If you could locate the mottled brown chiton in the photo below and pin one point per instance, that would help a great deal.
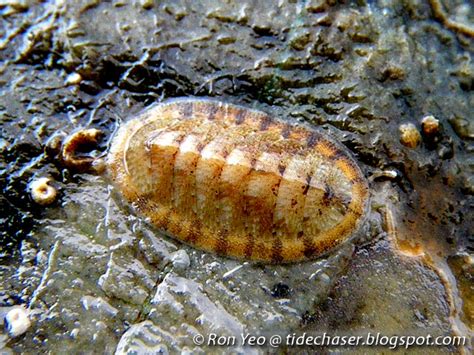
(235, 181)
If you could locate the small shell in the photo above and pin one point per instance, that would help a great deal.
(17, 321)
(430, 126)
(409, 136)
(42, 192)
(70, 150)
(236, 182)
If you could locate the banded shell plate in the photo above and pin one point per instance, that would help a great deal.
(234, 181)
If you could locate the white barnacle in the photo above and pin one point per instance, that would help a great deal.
(17, 321)
(42, 192)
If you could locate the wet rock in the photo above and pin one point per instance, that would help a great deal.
(17, 321)
(180, 260)
(99, 306)
(185, 298)
(146, 338)
(126, 279)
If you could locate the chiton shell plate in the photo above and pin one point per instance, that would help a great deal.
(237, 182)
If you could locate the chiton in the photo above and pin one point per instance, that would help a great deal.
(235, 181)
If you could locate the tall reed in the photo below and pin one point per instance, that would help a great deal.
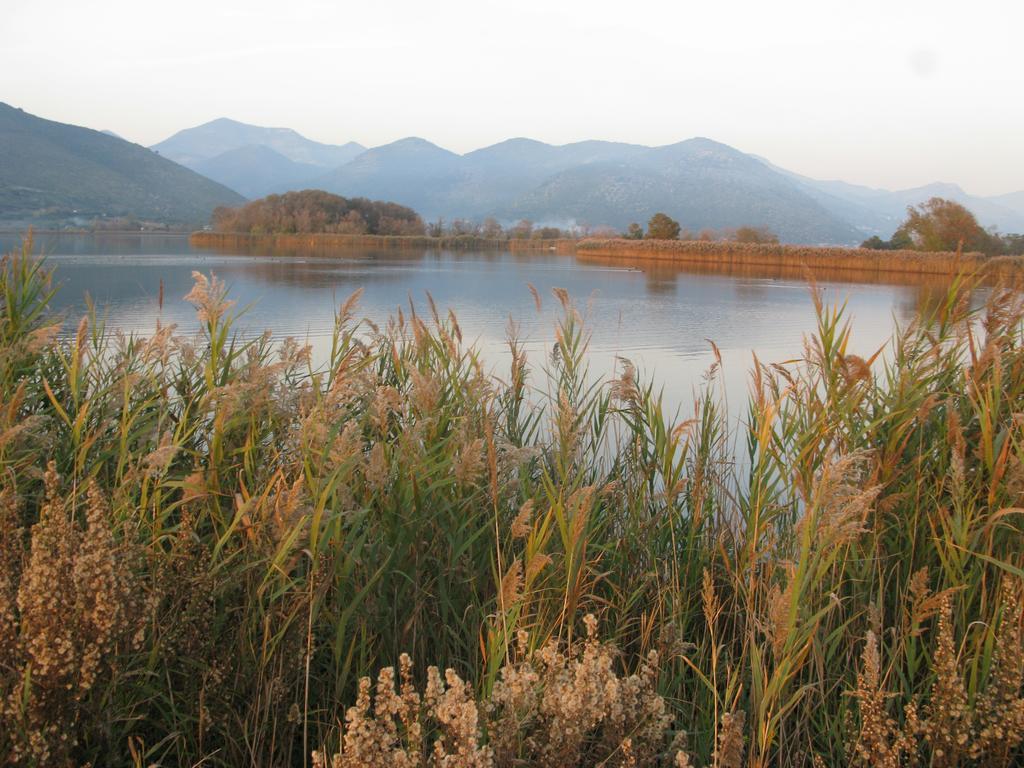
(207, 543)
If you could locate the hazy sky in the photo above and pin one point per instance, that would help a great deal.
(883, 92)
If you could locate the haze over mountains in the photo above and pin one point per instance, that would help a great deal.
(700, 182)
(252, 160)
(48, 167)
(55, 172)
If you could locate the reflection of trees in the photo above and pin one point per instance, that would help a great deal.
(760, 271)
(929, 300)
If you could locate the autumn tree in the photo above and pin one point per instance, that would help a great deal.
(662, 226)
(315, 211)
(492, 228)
(758, 235)
(522, 229)
(943, 224)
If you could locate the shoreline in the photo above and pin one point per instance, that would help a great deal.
(384, 242)
(788, 257)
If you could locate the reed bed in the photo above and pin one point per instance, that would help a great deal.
(862, 260)
(210, 549)
(320, 243)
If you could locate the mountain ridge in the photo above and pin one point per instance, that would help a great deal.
(56, 171)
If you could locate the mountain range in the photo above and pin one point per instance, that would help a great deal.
(252, 160)
(700, 182)
(48, 169)
(56, 172)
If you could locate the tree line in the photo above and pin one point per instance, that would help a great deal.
(663, 226)
(314, 211)
(941, 224)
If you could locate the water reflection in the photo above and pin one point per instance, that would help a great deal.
(658, 315)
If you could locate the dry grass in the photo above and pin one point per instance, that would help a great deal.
(745, 255)
(290, 244)
(206, 546)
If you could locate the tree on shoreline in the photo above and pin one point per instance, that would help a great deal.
(662, 226)
(315, 211)
(940, 224)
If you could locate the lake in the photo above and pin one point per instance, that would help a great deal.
(658, 316)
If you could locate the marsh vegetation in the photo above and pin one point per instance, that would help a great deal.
(209, 547)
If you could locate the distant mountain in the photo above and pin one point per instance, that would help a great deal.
(700, 182)
(876, 211)
(53, 171)
(256, 170)
(216, 147)
(1013, 201)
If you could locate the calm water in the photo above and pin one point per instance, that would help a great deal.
(660, 318)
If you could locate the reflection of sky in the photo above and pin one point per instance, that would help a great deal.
(659, 320)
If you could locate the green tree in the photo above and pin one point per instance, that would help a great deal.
(662, 226)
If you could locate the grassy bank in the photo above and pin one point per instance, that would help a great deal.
(205, 545)
(315, 243)
(782, 256)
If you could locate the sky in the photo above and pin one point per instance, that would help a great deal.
(892, 93)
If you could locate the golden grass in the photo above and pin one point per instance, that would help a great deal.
(862, 260)
(208, 547)
(322, 243)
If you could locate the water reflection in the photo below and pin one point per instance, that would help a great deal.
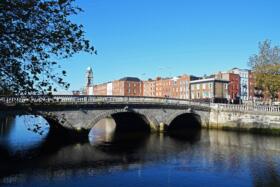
(191, 158)
(6, 124)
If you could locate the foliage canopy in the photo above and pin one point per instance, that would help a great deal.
(34, 36)
(266, 68)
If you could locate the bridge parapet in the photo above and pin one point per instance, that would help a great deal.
(253, 108)
(70, 99)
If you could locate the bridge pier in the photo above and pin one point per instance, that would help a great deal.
(60, 133)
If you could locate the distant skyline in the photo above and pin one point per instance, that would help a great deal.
(149, 38)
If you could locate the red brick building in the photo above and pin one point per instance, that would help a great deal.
(233, 85)
(127, 86)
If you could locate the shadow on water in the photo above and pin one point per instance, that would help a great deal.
(185, 127)
(205, 154)
(6, 125)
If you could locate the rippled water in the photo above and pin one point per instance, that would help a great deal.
(29, 157)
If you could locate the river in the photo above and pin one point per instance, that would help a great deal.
(29, 157)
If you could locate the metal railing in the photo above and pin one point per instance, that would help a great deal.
(232, 107)
(84, 99)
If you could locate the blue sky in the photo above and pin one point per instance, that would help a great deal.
(149, 38)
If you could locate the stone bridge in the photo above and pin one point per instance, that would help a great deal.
(80, 113)
(83, 112)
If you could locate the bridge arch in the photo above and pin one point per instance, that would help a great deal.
(147, 118)
(184, 119)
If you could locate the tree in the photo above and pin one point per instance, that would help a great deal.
(34, 36)
(266, 68)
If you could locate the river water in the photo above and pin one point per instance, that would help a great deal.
(29, 157)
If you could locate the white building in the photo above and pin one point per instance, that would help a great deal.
(89, 81)
(244, 82)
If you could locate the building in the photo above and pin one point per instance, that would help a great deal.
(209, 89)
(233, 86)
(244, 82)
(149, 88)
(127, 86)
(89, 82)
(176, 87)
(100, 89)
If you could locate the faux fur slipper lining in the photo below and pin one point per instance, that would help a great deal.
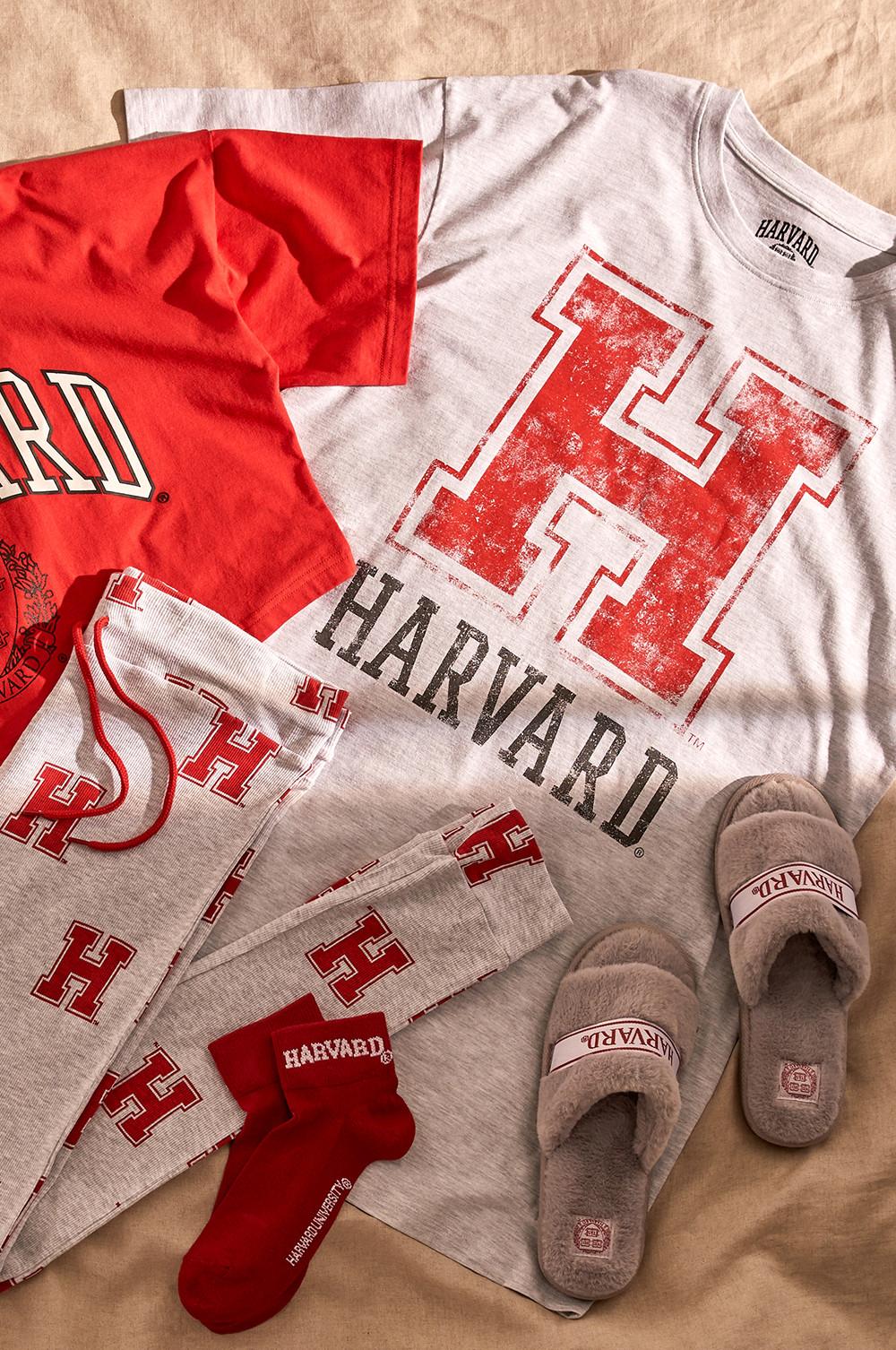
(797, 949)
(624, 1016)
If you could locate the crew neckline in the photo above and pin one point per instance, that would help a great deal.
(725, 123)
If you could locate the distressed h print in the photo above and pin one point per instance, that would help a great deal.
(626, 478)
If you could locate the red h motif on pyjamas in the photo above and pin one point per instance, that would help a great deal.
(51, 837)
(359, 957)
(84, 970)
(152, 1094)
(232, 749)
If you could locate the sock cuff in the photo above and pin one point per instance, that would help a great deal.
(332, 1053)
(246, 1057)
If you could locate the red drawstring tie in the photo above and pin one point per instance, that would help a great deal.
(66, 813)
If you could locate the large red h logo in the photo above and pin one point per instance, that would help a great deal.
(506, 841)
(154, 1091)
(229, 757)
(84, 970)
(621, 447)
(359, 957)
(54, 837)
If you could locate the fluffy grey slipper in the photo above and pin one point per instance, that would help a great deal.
(787, 877)
(623, 1022)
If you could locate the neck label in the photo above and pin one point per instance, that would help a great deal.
(788, 239)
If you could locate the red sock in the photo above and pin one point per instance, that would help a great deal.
(246, 1061)
(340, 1086)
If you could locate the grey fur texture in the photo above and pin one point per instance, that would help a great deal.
(797, 962)
(605, 1120)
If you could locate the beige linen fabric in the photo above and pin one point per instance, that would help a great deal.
(746, 1242)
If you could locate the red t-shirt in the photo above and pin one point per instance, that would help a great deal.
(155, 299)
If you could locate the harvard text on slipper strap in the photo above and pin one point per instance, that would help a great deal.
(792, 879)
(621, 1034)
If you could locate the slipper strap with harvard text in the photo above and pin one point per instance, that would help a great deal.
(787, 877)
(623, 1024)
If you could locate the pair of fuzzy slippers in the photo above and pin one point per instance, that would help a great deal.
(625, 1018)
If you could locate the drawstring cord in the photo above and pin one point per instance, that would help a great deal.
(68, 813)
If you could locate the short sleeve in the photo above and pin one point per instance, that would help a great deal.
(317, 237)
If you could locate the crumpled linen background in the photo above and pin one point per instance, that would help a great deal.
(748, 1245)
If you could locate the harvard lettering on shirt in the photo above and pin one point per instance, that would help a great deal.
(157, 299)
(357, 1048)
(625, 538)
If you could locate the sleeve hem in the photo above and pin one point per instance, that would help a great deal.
(314, 581)
(402, 262)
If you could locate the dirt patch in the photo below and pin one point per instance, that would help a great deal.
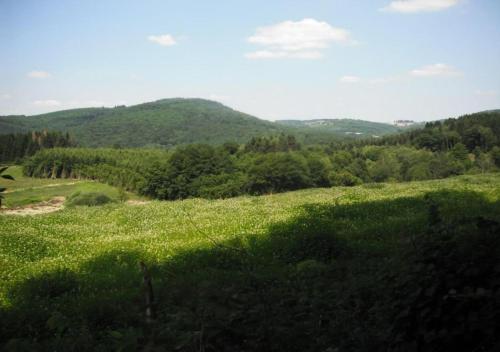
(44, 186)
(137, 202)
(55, 204)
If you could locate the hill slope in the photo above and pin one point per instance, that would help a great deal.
(347, 127)
(171, 122)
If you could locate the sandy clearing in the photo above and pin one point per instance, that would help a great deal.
(137, 202)
(55, 204)
(44, 186)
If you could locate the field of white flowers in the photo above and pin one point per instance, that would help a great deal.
(157, 230)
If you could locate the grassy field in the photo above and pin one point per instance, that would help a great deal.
(82, 262)
(27, 190)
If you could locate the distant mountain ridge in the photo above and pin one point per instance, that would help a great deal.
(170, 122)
(360, 128)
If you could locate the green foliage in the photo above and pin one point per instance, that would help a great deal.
(278, 172)
(480, 130)
(90, 199)
(163, 123)
(15, 147)
(5, 177)
(400, 268)
(344, 178)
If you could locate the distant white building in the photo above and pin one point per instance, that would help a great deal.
(403, 123)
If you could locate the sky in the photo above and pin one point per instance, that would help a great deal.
(378, 60)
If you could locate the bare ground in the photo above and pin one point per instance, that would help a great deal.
(55, 204)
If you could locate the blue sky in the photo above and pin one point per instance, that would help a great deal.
(377, 60)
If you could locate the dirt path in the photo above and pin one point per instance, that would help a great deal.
(137, 202)
(44, 186)
(50, 206)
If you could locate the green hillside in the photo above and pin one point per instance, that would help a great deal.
(170, 122)
(328, 269)
(162, 123)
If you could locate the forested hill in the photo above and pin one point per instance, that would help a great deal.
(161, 123)
(170, 122)
(346, 127)
(479, 130)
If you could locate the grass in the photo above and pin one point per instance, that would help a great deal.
(193, 244)
(27, 190)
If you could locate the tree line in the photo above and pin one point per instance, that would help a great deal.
(264, 165)
(14, 147)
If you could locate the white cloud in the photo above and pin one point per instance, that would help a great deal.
(435, 70)
(414, 6)
(47, 103)
(39, 74)
(267, 54)
(163, 39)
(487, 93)
(350, 79)
(301, 39)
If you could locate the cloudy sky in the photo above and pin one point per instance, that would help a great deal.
(377, 60)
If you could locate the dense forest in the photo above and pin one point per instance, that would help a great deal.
(280, 163)
(480, 130)
(14, 147)
(170, 122)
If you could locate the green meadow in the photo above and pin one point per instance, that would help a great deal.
(317, 265)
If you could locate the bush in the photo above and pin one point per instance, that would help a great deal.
(89, 199)
(344, 178)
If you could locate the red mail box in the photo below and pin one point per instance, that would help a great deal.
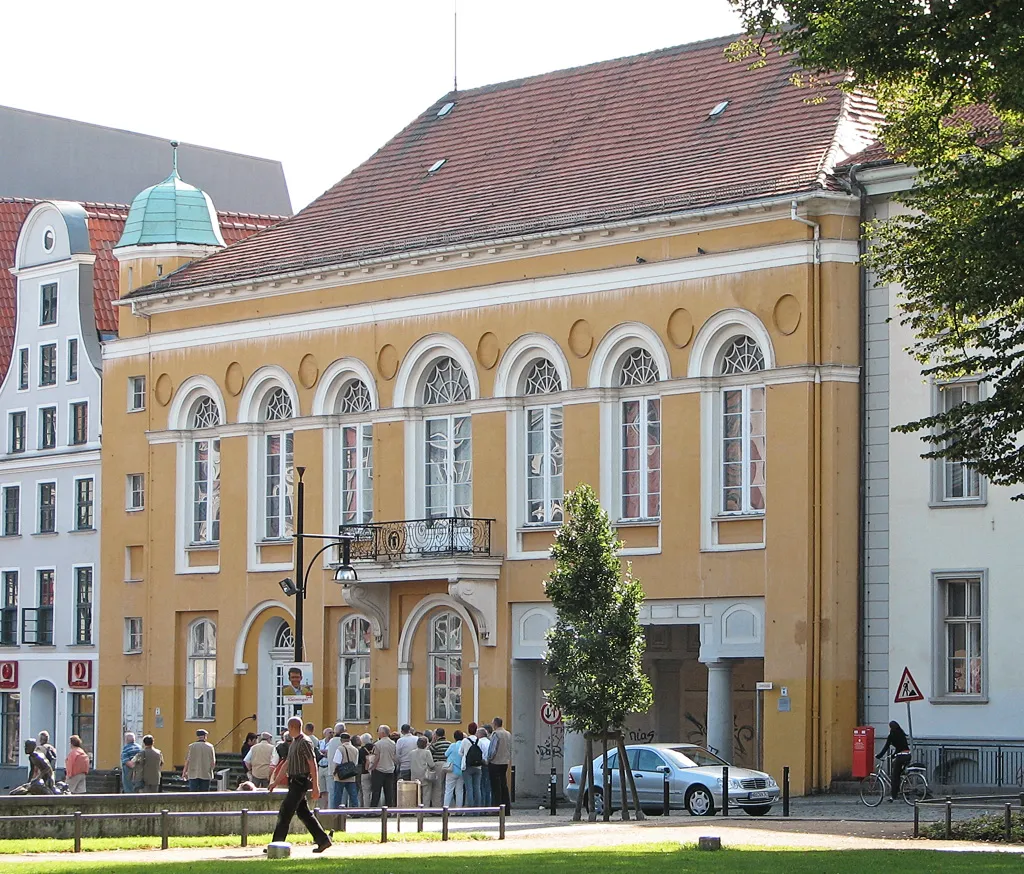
(863, 750)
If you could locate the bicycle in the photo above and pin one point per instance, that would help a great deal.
(912, 785)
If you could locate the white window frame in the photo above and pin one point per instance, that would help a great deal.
************
## [Exercise]
Extract, word for word, each line from the one that contains "If you could locate the green hillside" through the final line of the data above. Leave the pictures out.

## [Task response]
If you could locate the green hillside in the photo above and pin one point per instance, that would help a great deal.
(170, 122)
(328, 269)
(162, 123)
If you could locate the forested hill in the photo above and pin one point per instance, that would help a great deal.
(161, 123)
(170, 122)
(346, 127)
(479, 130)
If you could locate the grass in the photo above and pin one point per instance, that would help a great deal.
(193, 244)
(27, 190)
If you could locate the tree line in the photo above and pin one point per instance, that would help a great deal.
(264, 165)
(14, 147)
If you could locate the white cloud in the photo above and pin one point per instance, that would help a great deal.
(435, 70)
(414, 6)
(47, 103)
(39, 74)
(267, 54)
(163, 39)
(487, 93)
(350, 79)
(301, 39)
If you could locate the cloudy sky in the photo above and pin one point per instance, that would help a great deal.
(377, 60)
If you could locate the dense forest in the photo above and pin one point per instance, that would help a great deal.
(280, 163)
(480, 130)
(14, 147)
(170, 122)
If you could locate the green meadow in the photo above and pin one point per instance, that would help a great deal.
(317, 265)
If you could locate the bush in the photo above and pin one point per instance, that would help a great deal.
(89, 199)
(344, 178)
If you could locate the red mail box in the photo below and pin one point per instance, that would help a great deal.
(863, 750)
If you could locate the bicycle in the photo above and pin one point per instance, that would help a great deal.
(912, 785)
If you could locate the white window frame in the photo above and pin one point per instance, that would help a great deal.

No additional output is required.